## Given problem
Reproduce every line of the material below word for word, leaving nothing out and changing nothing.
------
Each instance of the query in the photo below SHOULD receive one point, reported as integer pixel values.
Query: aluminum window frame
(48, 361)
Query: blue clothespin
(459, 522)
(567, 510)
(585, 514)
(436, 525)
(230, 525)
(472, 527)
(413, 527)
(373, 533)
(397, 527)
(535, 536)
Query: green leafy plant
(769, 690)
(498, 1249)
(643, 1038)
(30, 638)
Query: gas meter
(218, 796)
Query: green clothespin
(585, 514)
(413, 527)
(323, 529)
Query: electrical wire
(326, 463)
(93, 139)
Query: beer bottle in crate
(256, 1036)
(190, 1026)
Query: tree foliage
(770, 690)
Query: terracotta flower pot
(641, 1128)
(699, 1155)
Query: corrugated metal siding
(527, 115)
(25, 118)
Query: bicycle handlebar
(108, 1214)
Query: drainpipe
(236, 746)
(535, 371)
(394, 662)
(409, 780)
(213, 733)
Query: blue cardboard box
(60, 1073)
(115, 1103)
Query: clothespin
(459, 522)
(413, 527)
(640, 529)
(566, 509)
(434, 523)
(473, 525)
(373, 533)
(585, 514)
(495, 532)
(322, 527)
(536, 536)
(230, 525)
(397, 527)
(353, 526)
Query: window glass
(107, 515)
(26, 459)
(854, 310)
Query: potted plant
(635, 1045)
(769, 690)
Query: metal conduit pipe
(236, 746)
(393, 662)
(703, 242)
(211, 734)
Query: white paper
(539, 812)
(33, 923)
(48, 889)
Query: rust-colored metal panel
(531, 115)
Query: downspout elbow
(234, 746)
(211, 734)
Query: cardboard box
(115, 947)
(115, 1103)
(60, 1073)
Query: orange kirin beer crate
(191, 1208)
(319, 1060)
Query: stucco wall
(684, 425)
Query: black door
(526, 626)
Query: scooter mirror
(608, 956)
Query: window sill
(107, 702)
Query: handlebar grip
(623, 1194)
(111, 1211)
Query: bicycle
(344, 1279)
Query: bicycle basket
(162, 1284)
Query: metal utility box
------
## Answer below
Each instance of the query in the photo below SHOULD receive one point, reported as integer pixel values.
Query: aluminum window frame
(48, 361)
Query: blue clothespin
(459, 522)
(567, 510)
(585, 514)
(436, 525)
(230, 525)
(472, 527)
(413, 527)
(373, 533)
(397, 527)
(535, 536)
Query: green leafy plant
(769, 690)
(498, 1249)
(643, 1038)
(30, 638)
Query: gas meter
(218, 796)
Query: green clothespin
(585, 514)
(413, 527)
(323, 529)
Query: electrical wire
(326, 463)
(93, 139)
Query: beer bottle in crate
(256, 1036)
(190, 1026)
Query: tree foliage
(770, 690)
Query: terracotta flower pot
(641, 1128)
(699, 1155)
Query: corrugated metal siding
(527, 115)
(25, 118)
Query: bicycle handlebar
(108, 1214)
Query: drainpipe
(236, 746)
(535, 371)
(394, 662)
(409, 780)
(213, 733)
Query: blue cardboard box
(60, 1073)
(115, 1103)
Query: clothespin
(459, 522)
(413, 527)
(640, 529)
(566, 509)
(434, 523)
(473, 525)
(373, 533)
(585, 514)
(495, 532)
(322, 527)
(536, 536)
(230, 525)
(397, 527)
(353, 526)
Query: window glass
(107, 515)
(26, 459)
(854, 310)
Query: potted plant
(635, 1045)
(769, 690)
Query: metal conduit pipe
(236, 746)
(393, 662)
(703, 242)
(211, 734)
Query: white paper
(539, 812)
(33, 923)
(48, 889)
Query: rust-colored metal panel
(531, 115)
Query: downspout elbow
(234, 746)
(211, 734)
Query: cardboard box
(115, 947)
(115, 1103)
(60, 1073)
Query: orange kirin beer crate
(191, 1208)
(319, 1060)
Query: stucco wall
(684, 425)
Query: black door
(526, 626)
Query: scooter mirror
(608, 956)
Query: window sill
(107, 702)
Query: handlebar grip
(623, 1194)
(111, 1211)
Query: bicycle
(344, 1279)
Query: bicycle basket
(162, 1284)
Query: metal utility box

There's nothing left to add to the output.